**SHORT TASK**
Copy out every one of the rows below word for word, leaving out the pictures.

(Saved data entries)
▼

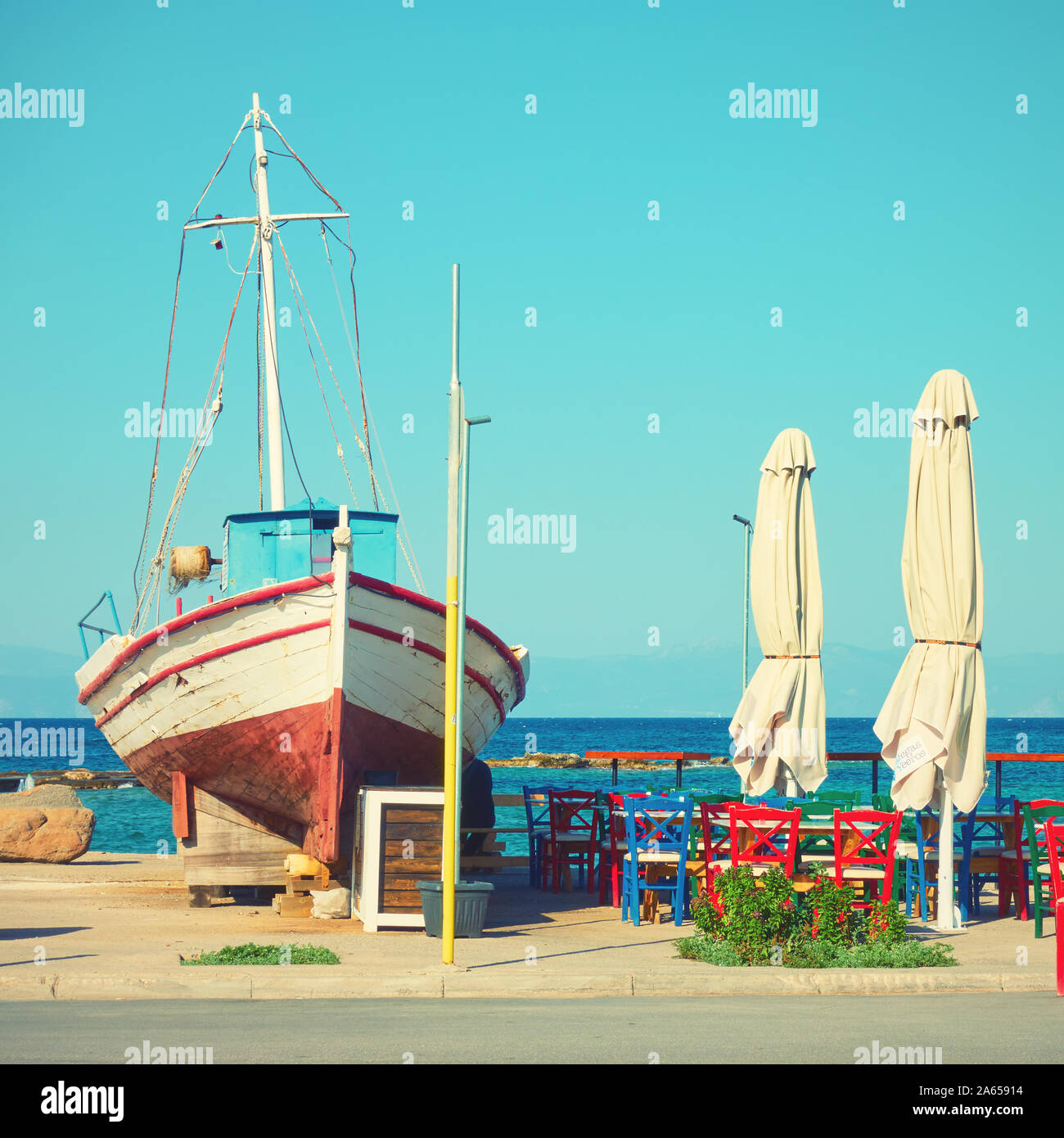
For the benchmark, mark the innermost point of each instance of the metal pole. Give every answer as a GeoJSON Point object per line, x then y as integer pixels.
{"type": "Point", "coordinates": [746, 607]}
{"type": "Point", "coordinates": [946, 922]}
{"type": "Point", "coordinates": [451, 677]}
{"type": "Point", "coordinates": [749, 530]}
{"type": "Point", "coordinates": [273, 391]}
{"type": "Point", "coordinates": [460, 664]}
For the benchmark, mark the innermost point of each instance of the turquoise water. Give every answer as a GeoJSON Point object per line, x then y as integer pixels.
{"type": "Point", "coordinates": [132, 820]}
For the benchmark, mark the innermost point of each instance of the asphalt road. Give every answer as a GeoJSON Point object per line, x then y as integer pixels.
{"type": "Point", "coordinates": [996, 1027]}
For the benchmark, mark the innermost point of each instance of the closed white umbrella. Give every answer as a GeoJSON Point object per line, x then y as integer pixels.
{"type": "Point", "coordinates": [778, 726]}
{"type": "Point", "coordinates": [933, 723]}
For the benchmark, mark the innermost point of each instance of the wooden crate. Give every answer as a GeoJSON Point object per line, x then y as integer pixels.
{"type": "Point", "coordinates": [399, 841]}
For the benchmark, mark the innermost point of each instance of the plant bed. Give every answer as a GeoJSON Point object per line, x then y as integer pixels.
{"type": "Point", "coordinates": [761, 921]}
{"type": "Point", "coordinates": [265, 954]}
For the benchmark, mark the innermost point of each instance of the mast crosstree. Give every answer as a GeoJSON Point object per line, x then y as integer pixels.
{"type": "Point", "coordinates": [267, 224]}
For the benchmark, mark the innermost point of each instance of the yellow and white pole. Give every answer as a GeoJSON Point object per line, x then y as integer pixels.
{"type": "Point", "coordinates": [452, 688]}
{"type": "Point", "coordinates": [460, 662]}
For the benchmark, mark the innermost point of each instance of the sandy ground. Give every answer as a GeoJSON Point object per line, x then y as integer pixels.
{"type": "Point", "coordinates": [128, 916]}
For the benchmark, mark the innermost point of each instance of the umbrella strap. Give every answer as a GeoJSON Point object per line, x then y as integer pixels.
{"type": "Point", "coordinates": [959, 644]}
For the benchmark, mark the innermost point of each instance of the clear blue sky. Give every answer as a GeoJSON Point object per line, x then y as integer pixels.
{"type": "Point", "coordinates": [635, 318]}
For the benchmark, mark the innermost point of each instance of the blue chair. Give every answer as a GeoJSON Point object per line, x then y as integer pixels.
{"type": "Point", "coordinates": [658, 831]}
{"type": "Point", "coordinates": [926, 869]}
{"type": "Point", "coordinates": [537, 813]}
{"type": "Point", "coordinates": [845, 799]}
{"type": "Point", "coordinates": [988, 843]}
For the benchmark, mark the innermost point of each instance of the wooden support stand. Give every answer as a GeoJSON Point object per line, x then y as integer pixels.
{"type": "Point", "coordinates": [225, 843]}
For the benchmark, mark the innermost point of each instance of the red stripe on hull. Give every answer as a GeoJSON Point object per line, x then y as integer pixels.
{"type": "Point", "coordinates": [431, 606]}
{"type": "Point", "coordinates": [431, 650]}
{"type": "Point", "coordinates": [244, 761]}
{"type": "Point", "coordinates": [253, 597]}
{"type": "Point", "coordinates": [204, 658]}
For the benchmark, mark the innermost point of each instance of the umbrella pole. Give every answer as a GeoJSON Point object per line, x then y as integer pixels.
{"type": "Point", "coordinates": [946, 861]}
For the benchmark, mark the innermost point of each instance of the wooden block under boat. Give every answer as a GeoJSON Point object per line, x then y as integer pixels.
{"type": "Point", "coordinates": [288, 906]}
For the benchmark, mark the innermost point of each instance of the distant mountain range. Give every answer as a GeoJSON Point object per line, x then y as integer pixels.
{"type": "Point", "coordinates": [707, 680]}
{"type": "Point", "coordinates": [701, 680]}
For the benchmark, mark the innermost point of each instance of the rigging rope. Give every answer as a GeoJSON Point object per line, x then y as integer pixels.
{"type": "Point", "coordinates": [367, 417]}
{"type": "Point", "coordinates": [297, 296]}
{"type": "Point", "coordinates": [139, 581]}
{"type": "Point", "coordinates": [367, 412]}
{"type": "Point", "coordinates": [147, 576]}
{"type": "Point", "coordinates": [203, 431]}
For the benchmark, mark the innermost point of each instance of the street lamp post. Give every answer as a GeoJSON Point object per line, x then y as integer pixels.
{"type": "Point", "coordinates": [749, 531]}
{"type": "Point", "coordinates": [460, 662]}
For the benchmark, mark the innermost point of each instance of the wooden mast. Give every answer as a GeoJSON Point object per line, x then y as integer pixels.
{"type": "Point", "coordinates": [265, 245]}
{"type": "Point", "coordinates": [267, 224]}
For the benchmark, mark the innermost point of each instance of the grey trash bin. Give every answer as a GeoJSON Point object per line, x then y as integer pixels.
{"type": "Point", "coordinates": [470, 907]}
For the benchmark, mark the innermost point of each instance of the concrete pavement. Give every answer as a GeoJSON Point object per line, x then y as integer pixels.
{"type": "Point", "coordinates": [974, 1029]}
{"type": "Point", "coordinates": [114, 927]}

▲

**SOLUTION FOR THIS EXERCISE**
For the benchmark, mark the innermost point of each instance of the metal pole. Give every answer as a GeoJSON Point object per line, x then y as integer pixels.
{"type": "Point", "coordinates": [746, 607]}
{"type": "Point", "coordinates": [946, 922]}
{"type": "Point", "coordinates": [451, 677]}
{"type": "Point", "coordinates": [749, 530]}
{"type": "Point", "coordinates": [273, 391]}
{"type": "Point", "coordinates": [460, 664]}
For the benchmark, mark the innermost point of each instance of the turquoise water. Give every answer as a GeoJSON Point object per line, x then y as integer pixels.
{"type": "Point", "coordinates": [132, 820]}
For the benchmark, mark the innermost point of each instance of the asphalt road. Give every answer as a GeoJSON Point object per line, x then y as integer pixels.
{"type": "Point", "coordinates": [996, 1027]}
For the benchmark, mark the innermost point of each instance of the closed white umbrella. Give every answer as a GeoJSON Point object per line, x then y as integer pixels.
{"type": "Point", "coordinates": [778, 726]}
{"type": "Point", "coordinates": [933, 723]}
For the benchmark, mark the innermost point of each instance of the wooden crate. Give every answer as a GeoJSON Point object per line, x then y as integer pixels.
{"type": "Point", "coordinates": [399, 841]}
For the benchmark, mark the innermost point of each instance of the plant bed. Give every answer as a GeoJSON Point object per line, x then y as integer pixels.
{"type": "Point", "coordinates": [761, 921]}
{"type": "Point", "coordinates": [265, 954]}
For the benchmark, mark the innermost point of each instance of the mast crosstree. Give every answer as a GeoJSON Point object per line, x then y as integer pixels.
{"type": "Point", "coordinates": [267, 224]}
For the benchmark, mark the innermost point of each instance of the yellow and white pole. Give every answer as a GeoJSON Point object per line, x then y as integer pixels.
{"type": "Point", "coordinates": [452, 688]}
{"type": "Point", "coordinates": [460, 662]}
For the benchmark, mark the innermost point of each instance of the sandy ground. Give every answer as a GeoJSON Point object per line, x then y as integer pixels.
{"type": "Point", "coordinates": [128, 916]}
For the benchmark, mark the innermost point of each instance of the umbrella strap. Give every answer as a GeoJSON Point object per line, x then y as integer pixels.
{"type": "Point", "coordinates": [959, 644]}
For the benchmark, mark the innermost point of each instance of the clear blue sky. Give every answer as a GeoJSON Point object per line, x then y as integer pixels.
{"type": "Point", "coordinates": [635, 318]}
For the benchmark, mark the innermost point of each instance of the blue chair. Give every answer as a GeoJSON Point object per line, x then y as integer pixels.
{"type": "Point", "coordinates": [658, 831]}
{"type": "Point", "coordinates": [926, 869]}
{"type": "Point", "coordinates": [537, 813]}
{"type": "Point", "coordinates": [845, 799]}
{"type": "Point", "coordinates": [988, 843]}
For the benchmark, mark the innermost point of each instance of the wooden support stand. Give every answer as a GeoJSON Point object per line, x then y as integer pixels.
{"type": "Point", "coordinates": [225, 843]}
For the benchmark, mark the innermost point of each instance of the red stripe on hull. Give every answer as a GeoJSON Point object per line, x then y as integer pixels.
{"type": "Point", "coordinates": [431, 606]}
{"type": "Point", "coordinates": [431, 650]}
{"type": "Point", "coordinates": [244, 761]}
{"type": "Point", "coordinates": [253, 597]}
{"type": "Point", "coordinates": [204, 658]}
For the benchmark, mark the innermost point of each instance of the umbrella pole. Give every answer as a GeoJSON Point object per line, x then y as integer pixels.
{"type": "Point", "coordinates": [946, 861]}
For the benchmark, mark the innermost point of each instance of the wooden block under boat. Give every answer as a GeoJSON Point object per line, x then y as integer pixels.
{"type": "Point", "coordinates": [288, 906]}
For the benchmark, mark the innermost point of each instance of the distant mountain range. Give every answer as a GeoJSON Point object per line, x then y as integer pixels.
{"type": "Point", "coordinates": [707, 680]}
{"type": "Point", "coordinates": [701, 680]}
For the benchmark, mark the innermost point of each instance of the rigging rope. Give every answer as a GeoJSON Point object per line, x then y as integer pixels.
{"type": "Point", "coordinates": [367, 417]}
{"type": "Point", "coordinates": [297, 296]}
{"type": "Point", "coordinates": [139, 581]}
{"type": "Point", "coordinates": [367, 412]}
{"type": "Point", "coordinates": [147, 576]}
{"type": "Point", "coordinates": [203, 431]}
For the benchmark, mark the innermost point of each instance of the street lamp post. Give every answer as a GeoJSON Point object per line, x then y as integer pixels.
{"type": "Point", "coordinates": [749, 531]}
{"type": "Point", "coordinates": [460, 662]}
For the benchmark, mark the innermost point of each instance of the wooden mast. Give every answer as a GeoJSON Point object per line, x then y as integer pixels.
{"type": "Point", "coordinates": [265, 245]}
{"type": "Point", "coordinates": [267, 224]}
For the benchmark, mark the innermost point of each instance of the grey trash bin. Give every answer as a GeoJSON Point object per line, x then y as integer pixels.
{"type": "Point", "coordinates": [470, 907]}
For the benchmark, mark the innermost point of each instance of the concrete pavement. Give every answer as a GeoJSON Point object per line, x then y as integer pixels.
{"type": "Point", "coordinates": [974, 1029]}
{"type": "Point", "coordinates": [114, 927]}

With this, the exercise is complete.